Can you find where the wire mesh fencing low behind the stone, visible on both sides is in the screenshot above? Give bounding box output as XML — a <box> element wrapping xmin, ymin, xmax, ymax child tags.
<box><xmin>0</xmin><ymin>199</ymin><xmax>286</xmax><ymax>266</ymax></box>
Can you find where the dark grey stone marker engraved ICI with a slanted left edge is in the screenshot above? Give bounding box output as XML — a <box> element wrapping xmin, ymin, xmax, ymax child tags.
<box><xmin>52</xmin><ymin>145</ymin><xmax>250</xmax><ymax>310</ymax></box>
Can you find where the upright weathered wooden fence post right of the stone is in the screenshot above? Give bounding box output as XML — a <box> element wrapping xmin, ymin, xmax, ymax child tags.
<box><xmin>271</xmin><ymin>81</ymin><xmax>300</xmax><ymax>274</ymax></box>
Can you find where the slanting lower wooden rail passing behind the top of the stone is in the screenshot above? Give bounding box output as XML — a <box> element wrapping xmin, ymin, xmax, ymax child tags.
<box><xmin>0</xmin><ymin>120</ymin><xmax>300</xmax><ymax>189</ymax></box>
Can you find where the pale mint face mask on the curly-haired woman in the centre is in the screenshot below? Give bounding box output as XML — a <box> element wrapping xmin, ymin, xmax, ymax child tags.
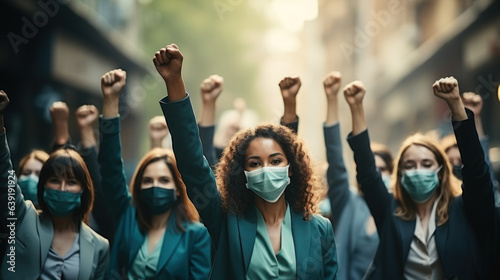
<box><xmin>245</xmin><ymin>165</ymin><xmax>290</xmax><ymax>203</ymax></box>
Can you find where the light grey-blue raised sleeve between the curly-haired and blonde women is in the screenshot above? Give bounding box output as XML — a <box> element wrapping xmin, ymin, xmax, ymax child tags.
<box><xmin>323</xmin><ymin>123</ymin><xmax>350</xmax><ymax>228</ymax></box>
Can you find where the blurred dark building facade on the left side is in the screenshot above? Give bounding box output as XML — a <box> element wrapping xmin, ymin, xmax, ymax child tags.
<box><xmin>0</xmin><ymin>0</ymin><xmax>147</xmax><ymax>166</ymax></box>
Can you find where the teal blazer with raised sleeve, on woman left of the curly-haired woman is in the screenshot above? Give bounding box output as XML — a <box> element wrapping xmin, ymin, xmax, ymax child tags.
<box><xmin>98</xmin><ymin>117</ymin><xmax>211</xmax><ymax>279</ymax></box>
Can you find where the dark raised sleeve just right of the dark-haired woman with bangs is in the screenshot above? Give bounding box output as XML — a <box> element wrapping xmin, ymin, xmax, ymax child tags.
<box><xmin>80</xmin><ymin>146</ymin><xmax>114</xmax><ymax>239</ymax></box>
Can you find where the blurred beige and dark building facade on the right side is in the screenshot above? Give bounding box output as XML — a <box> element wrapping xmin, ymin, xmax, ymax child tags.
<box><xmin>318</xmin><ymin>0</ymin><xmax>500</xmax><ymax>173</ymax></box>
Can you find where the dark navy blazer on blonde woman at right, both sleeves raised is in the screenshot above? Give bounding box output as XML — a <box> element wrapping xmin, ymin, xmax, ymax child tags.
<box><xmin>348</xmin><ymin>110</ymin><xmax>499</xmax><ymax>279</ymax></box>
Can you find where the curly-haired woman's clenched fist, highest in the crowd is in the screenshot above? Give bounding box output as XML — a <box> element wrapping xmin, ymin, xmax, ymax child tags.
<box><xmin>153</xmin><ymin>44</ymin><xmax>183</xmax><ymax>81</ymax></box>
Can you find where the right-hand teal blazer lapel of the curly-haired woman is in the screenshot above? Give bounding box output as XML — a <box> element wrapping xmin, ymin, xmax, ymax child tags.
<box><xmin>290</xmin><ymin>212</ymin><xmax>310</xmax><ymax>279</ymax></box>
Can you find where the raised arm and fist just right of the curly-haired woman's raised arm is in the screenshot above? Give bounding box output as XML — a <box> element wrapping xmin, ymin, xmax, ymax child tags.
<box><xmin>198</xmin><ymin>75</ymin><xmax>224</xmax><ymax>166</ymax></box>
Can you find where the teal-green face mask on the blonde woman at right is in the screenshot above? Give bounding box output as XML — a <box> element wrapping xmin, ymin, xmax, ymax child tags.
<box><xmin>401</xmin><ymin>167</ymin><xmax>441</xmax><ymax>203</ymax></box>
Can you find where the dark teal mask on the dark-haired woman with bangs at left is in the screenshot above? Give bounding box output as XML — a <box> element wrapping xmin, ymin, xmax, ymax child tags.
<box><xmin>43</xmin><ymin>187</ymin><xmax>82</xmax><ymax>217</ymax></box>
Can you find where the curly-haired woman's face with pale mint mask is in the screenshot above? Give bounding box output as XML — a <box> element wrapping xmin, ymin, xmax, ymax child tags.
<box><xmin>245</xmin><ymin>137</ymin><xmax>291</xmax><ymax>203</ymax></box>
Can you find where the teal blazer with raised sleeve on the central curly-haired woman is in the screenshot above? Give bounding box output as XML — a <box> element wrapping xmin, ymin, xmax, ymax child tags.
<box><xmin>160</xmin><ymin>96</ymin><xmax>337</xmax><ymax>279</ymax></box>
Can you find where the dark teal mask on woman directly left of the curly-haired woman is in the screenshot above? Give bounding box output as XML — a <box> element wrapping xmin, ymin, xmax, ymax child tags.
<box><xmin>139</xmin><ymin>187</ymin><xmax>177</xmax><ymax>215</ymax></box>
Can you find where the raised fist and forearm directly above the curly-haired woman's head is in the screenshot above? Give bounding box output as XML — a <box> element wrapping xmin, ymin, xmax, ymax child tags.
<box><xmin>278</xmin><ymin>77</ymin><xmax>302</xmax><ymax>133</ymax></box>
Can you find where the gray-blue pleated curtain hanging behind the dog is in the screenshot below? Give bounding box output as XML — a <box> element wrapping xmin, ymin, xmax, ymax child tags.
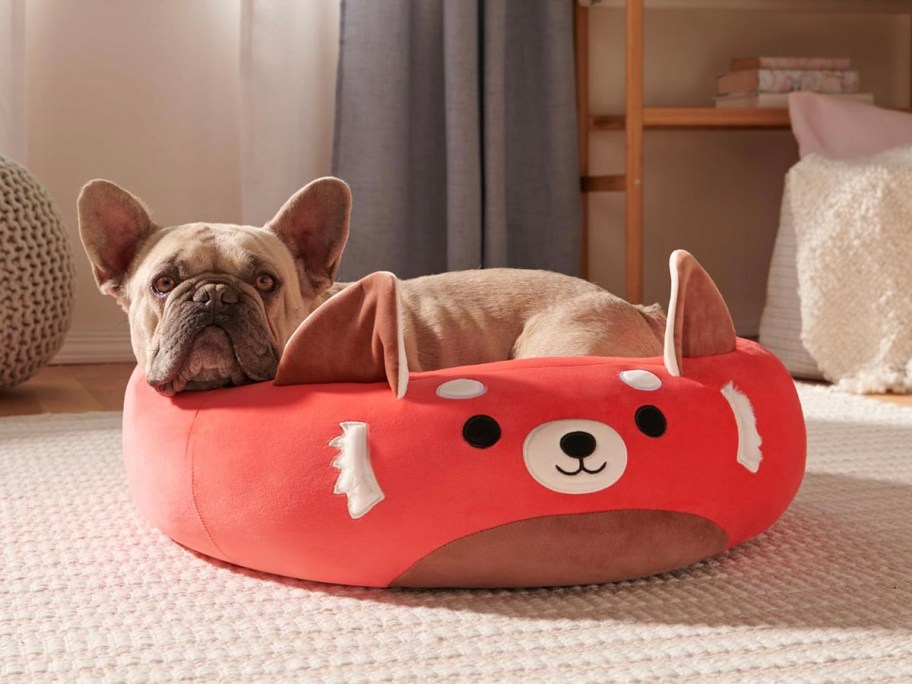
<box><xmin>333</xmin><ymin>0</ymin><xmax>581</xmax><ymax>279</ymax></box>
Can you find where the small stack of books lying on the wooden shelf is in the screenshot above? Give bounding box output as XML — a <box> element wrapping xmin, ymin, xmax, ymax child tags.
<box><xmin>715</xmin><ymin>57</ymin><xmax>874</xmax><ymax>107</ymax></box>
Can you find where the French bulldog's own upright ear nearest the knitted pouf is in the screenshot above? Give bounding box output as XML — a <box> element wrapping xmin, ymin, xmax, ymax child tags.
<box><xmin>76</xmin><ymin>179</ymin><xmax>157</xmax><ymax>299</ymax></box>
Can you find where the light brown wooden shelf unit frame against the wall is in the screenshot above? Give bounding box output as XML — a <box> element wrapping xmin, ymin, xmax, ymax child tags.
<box><xmin>572</xmin><ymin>0</ymin><xmax>912</xmax><ymax>303</ymax></box>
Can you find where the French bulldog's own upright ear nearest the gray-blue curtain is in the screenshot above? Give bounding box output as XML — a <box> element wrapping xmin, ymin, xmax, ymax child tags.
<box><xmin>266</xmin><ymin>177</ymin><xmax>351</xmax><ymax>294</ymax></box>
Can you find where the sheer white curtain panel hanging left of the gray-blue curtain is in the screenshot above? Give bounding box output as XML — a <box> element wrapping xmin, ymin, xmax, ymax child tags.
<box><xmin>241</xmin><ymin>0</ymin><xmax>340</xmax><ymax>230</ymax></box>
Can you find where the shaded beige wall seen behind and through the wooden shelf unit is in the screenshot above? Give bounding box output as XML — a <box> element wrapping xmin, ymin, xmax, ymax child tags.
<box><xmin>589</xmin><ymin>0</ymin><xmax>912</xmax><ymax>335</ymax></box>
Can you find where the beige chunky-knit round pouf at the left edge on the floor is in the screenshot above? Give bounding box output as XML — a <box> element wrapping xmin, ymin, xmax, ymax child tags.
<box><xmin>0</xmin><ymin>157</ymin><xmax>74</xmax><ymax>389</ymax></box>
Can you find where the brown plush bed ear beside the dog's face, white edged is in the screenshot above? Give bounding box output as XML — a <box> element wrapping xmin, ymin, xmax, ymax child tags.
<box><xmin>275</xmin><ymin>272</ymin><xmax>408</xmax><ymax>397</ymax></box>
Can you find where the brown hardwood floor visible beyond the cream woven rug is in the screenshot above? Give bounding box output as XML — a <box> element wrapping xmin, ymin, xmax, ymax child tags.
<box><xmin>0</xmin><ymin>363</ymin><xmax>912</xmax><ymax>417</ymax></box>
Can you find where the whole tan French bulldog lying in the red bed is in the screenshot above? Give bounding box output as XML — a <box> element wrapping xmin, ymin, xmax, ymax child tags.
<box><xmin>79</xmin><ymin>178</ymin><xmax>665</xmax><ymax>394</ymax></box>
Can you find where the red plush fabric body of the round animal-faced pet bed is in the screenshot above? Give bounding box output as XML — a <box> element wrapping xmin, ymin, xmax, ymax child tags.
<box><xmin>124</xmin><ymin>339</ymin><xmax>805</xmax><ymax>587</ymax></box>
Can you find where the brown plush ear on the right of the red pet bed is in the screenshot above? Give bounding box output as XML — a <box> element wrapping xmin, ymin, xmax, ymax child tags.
<box><xmin>665</xmin><ymin>249</ymin><xmax>736</xmax><ymax>375</ymax></box>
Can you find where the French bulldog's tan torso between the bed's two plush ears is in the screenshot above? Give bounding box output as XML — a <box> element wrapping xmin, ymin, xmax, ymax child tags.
<box><xmin>392</xmin><ymin>268</ymin><xmax>665</xmax><ymax>370</ymax></box>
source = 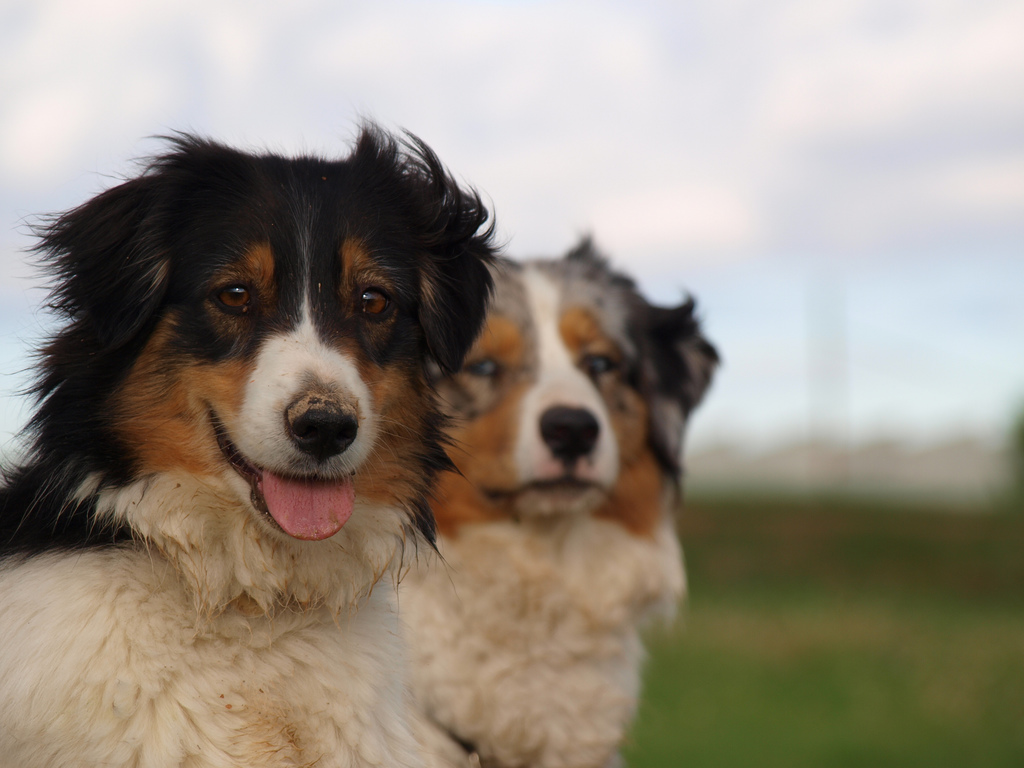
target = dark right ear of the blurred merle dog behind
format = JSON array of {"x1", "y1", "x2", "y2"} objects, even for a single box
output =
[{"x1": 634, "y1": 297, "x2": 719, "y2": 472}]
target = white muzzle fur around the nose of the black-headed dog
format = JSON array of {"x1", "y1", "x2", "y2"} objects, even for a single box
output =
[{"x1": 230, "y1": 308, "x2": 378, "y2": 475}]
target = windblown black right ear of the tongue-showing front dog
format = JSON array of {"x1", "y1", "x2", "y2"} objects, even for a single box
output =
[{"x1": 393, "y1": 134, "x2": 497, "y2": 374}]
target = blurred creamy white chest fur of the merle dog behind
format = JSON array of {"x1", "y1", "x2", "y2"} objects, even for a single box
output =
[{"x1": 402, "y1": 517, "x2": 685, "y2": 768}]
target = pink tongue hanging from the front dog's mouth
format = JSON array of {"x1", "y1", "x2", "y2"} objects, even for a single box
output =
[{"x1": 260, "y1": 472, "x2": 355, "y2": 542}]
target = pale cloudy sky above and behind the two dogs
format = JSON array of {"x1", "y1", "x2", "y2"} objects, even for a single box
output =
[{"x1": 0, "y1": 0, "x2": 1024, "y2": 450}]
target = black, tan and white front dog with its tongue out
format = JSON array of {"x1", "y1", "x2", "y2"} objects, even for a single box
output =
[{"x1": 0, "y1": 127, "x2": 493, "y2": 768}]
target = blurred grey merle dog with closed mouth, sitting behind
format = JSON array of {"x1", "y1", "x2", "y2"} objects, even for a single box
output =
[{"x1": 402, "y1": 241, "x2": 718, "y2": 768}]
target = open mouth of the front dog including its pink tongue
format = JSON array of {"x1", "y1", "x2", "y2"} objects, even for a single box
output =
[{"x1": 210, "y1": 410, "x2": 355, "y2": 542}]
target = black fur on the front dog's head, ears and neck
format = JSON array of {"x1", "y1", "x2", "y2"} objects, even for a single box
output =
[{"x1": 0, "y1": 126, "x2": 494, "y2": 556}]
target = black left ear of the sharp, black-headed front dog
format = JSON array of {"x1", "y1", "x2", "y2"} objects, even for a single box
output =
[{"x1": 36, "y1": 175, "x2": 170, "y2": 348}]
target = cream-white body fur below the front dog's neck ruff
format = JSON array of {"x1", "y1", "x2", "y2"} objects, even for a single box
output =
[{"x1": 0, "y1": 550, "x2": 420, "y2": 768}]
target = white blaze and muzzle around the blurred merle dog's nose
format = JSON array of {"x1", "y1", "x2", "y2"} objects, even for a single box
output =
[{"x1": 515, "y1": 268, "x2": 618, "y2": 488}]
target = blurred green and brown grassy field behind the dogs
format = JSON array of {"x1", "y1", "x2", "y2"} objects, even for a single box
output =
[{"x1": 626, "y1": 500, "x2": 1024, "y2": 768}]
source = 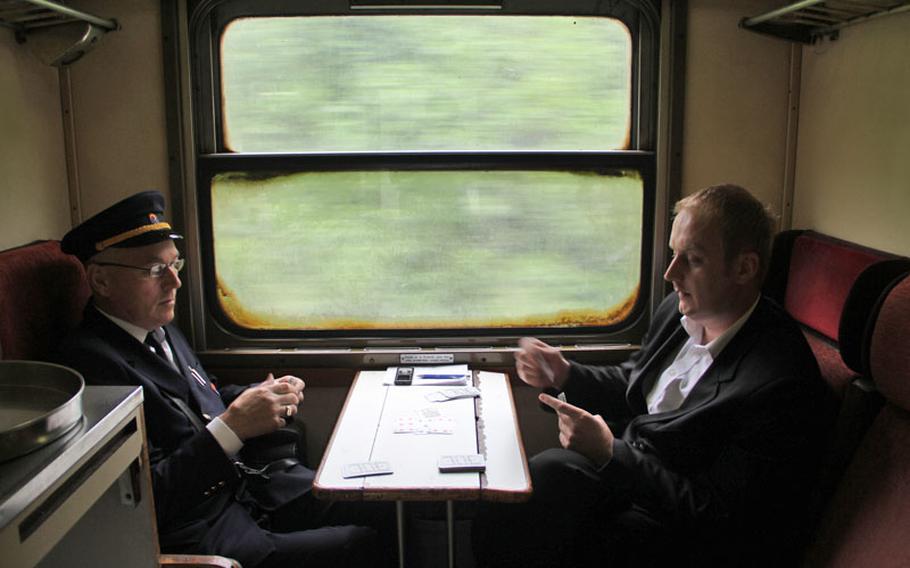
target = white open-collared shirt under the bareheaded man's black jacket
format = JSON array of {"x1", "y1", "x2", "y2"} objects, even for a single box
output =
[{"x1": 645, "y1": 298, "x2": 759, "y2": 414}]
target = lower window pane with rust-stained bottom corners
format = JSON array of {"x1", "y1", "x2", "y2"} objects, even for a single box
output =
[{"x1": 211, "y1": 170, "x2": 643, "y2": 330}]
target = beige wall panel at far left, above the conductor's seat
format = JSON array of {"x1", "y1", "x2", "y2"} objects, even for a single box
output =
[{"x1": 0, "y1": 28, "x2": 70, "y2": 250}]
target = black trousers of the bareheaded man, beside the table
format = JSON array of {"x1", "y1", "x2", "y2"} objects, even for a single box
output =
[{"x1": 472, "y1": 449, "x2": 666, "y2": 568}]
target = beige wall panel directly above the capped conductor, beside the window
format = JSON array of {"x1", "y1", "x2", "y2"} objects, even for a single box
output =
[{"x1": 71, "y1": 0, "x2": 169, "y2": 219}]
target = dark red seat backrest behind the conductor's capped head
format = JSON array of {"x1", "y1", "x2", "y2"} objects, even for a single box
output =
[{"x1": 0, "y1": 241, "x2": 90, "y2": 361}]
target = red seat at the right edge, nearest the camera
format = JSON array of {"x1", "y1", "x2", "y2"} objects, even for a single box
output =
[{"x1": 806, "y1": 277, "x2": 910, "y2": 568}]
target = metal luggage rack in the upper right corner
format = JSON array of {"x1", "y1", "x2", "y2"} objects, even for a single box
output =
[{"x1": 739, "y1": 0, "x2": 910, "y2": 44}]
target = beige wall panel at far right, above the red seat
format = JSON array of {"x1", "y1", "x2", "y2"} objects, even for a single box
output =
[{"x1": 793, "y1": 13, "x2": 910, "y2": 255}]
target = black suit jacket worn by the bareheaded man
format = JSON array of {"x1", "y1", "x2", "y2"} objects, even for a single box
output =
[{"x1": 564, "y1": 293, "x2": 833, "y2": 563}]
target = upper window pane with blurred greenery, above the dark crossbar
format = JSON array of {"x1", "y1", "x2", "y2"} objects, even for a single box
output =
[{"x1": 221, "y1": 15, "x2": 632, "y2": 152}]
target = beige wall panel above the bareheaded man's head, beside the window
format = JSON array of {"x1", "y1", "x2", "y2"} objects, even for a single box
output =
[{"x1": 682, "y1": 0, "x2": 790, "y2": 214}]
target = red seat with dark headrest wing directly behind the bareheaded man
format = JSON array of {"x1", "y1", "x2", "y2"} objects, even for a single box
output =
[{"x1": 764, "y1": 230, "x2": 910, "y2": 552}]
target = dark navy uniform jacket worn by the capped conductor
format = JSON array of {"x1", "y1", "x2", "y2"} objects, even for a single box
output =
[{"x1": 59, "y1": 303, "x2": 313, "y2": 565}]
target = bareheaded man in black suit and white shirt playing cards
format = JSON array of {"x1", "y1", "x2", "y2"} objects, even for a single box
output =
[{"x1": 475, "y1": 185, "x2": 831, "y2": 566}]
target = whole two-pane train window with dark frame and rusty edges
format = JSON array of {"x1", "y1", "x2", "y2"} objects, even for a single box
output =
[{"x1": 191, "y1": 1, "x2": 656, "y2": 344}]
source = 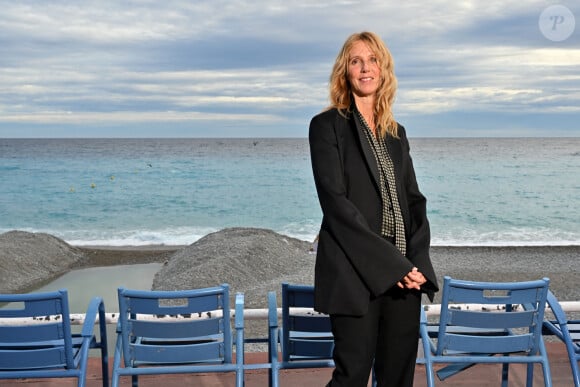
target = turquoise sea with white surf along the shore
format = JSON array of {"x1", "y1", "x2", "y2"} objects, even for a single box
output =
[{"x1": 0, "y1": 138, "x2": 580, "y2": 246}]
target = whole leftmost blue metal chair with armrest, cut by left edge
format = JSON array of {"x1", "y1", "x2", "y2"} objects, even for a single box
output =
[{"x1": 0, "y1": 289, "x2": 109, "y2": 387}]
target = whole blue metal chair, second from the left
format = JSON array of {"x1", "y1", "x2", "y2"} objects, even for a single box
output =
[{"x1": 113, "y1": 284, "x2": 244, "y2": 387}]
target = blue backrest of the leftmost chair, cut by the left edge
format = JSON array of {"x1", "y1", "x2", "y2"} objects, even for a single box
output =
[{"x1": 0, "y1": 289, "x2": 75, "y2": 370}]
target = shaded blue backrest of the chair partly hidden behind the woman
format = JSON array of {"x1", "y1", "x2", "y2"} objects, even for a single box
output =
[{"x1": 281, "y1": 283, "x2": 334, "y2": 362}]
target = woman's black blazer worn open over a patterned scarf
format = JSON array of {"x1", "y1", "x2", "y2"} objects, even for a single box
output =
[{"x1": 309, "y1": 109, "x2": 438, "y2": 315}]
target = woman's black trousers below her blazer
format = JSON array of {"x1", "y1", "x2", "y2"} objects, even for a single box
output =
[{"x1": 327, "y1": 287, "x2": 421, "y2": 387}]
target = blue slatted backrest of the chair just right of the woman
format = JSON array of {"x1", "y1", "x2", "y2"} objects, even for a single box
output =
[{"x1": 436, "y1": 276, "x2": 549, "y2": 354}]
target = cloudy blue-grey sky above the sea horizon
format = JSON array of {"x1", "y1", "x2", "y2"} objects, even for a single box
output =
[{"x1": 0, "y1": 0, "x2": 580, "y2": 137}]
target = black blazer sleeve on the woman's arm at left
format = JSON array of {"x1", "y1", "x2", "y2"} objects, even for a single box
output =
[{"x1": 309, "y1": 112, "x2": 413, "y2": 296}]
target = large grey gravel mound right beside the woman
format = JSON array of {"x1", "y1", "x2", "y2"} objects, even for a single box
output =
[{"x1": 153, "y1": 228, "x2": 315, "y2": 308}]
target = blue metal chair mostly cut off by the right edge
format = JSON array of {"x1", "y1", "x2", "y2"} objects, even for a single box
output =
[{"x1": 544, "y1": 291, "x2": 580, "y2": 387}]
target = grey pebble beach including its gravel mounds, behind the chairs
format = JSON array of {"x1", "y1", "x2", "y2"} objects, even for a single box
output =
[{"x1": 0, "y1": 228, "x2": 580, "y2": 304}]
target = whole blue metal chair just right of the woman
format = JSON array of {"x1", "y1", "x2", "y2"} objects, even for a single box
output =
[{"x1": 420, "y1": 276, "x2": 552, "y2": 387}]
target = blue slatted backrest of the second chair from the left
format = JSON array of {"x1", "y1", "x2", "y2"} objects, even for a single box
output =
[{"x1": 118, "y1": 284, "x2": 233, "y2": 367}]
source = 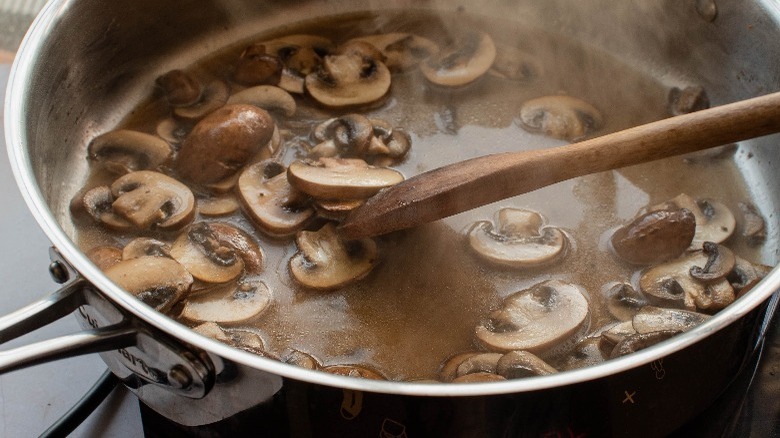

**PROBLEM DESCRIPTION:**
Of all the entries above, how many lines contain "open"? Give the number alone.

**ANSWER TO THIS PROBLEM:**
3